▶ **To do**:
How many lines in the records below contain the word "comma"? Reply with the number only.

▶ **Dataset entries**:
## begin

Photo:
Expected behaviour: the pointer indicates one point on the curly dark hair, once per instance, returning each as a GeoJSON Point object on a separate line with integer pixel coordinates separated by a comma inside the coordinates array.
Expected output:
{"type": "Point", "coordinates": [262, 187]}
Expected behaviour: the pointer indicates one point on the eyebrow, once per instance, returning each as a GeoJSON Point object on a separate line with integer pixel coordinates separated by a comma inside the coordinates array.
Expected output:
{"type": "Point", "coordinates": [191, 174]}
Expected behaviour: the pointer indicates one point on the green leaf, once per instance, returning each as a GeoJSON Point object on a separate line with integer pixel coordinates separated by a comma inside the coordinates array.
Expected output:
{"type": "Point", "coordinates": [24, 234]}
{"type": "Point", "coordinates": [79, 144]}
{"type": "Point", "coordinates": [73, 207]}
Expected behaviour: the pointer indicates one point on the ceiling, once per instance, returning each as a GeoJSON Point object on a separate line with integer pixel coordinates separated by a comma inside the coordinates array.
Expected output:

## end
## begin

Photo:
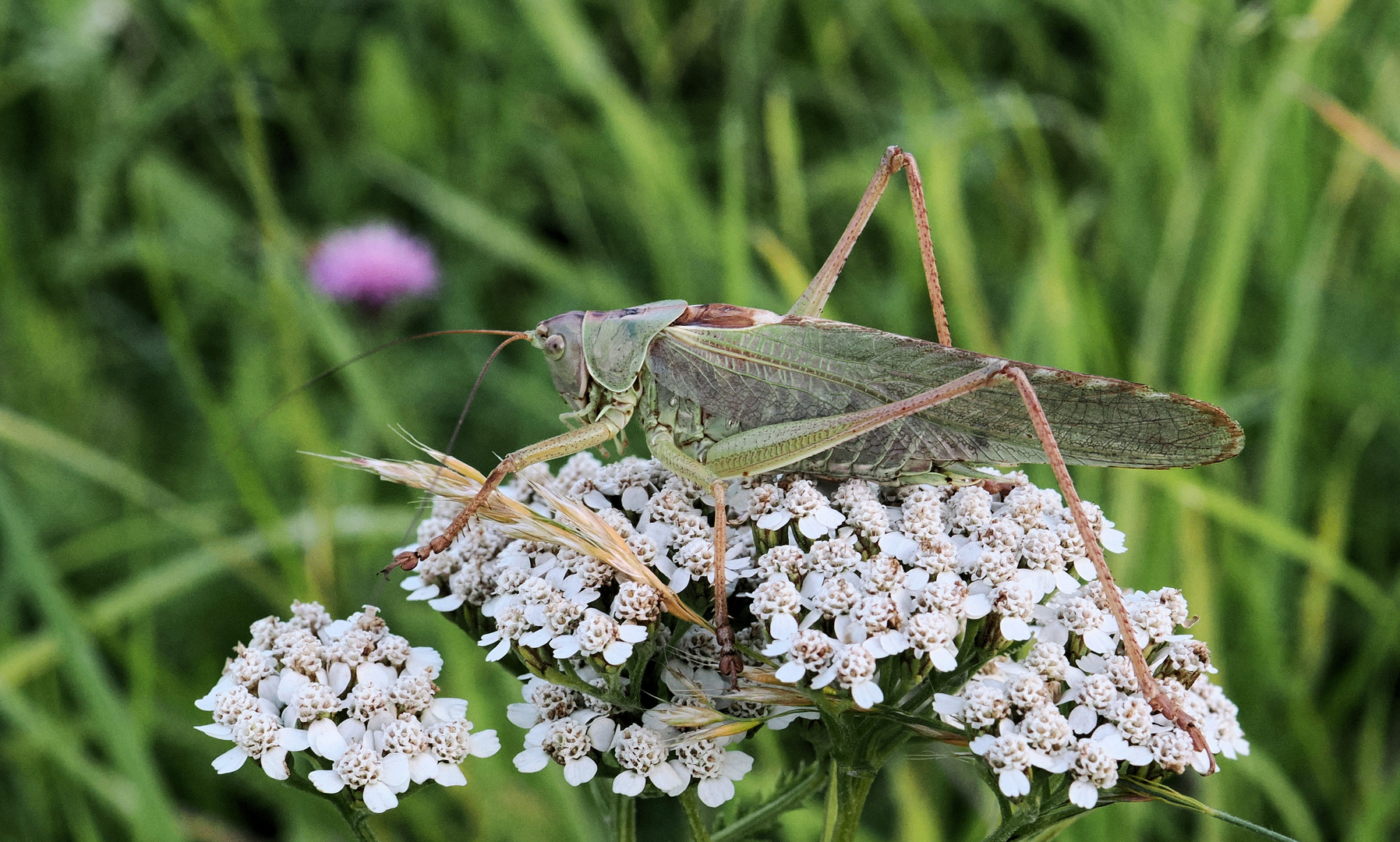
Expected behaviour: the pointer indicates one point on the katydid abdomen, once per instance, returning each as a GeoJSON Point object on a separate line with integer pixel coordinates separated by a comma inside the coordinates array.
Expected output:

## end

▶ **Solution to the problem**:
5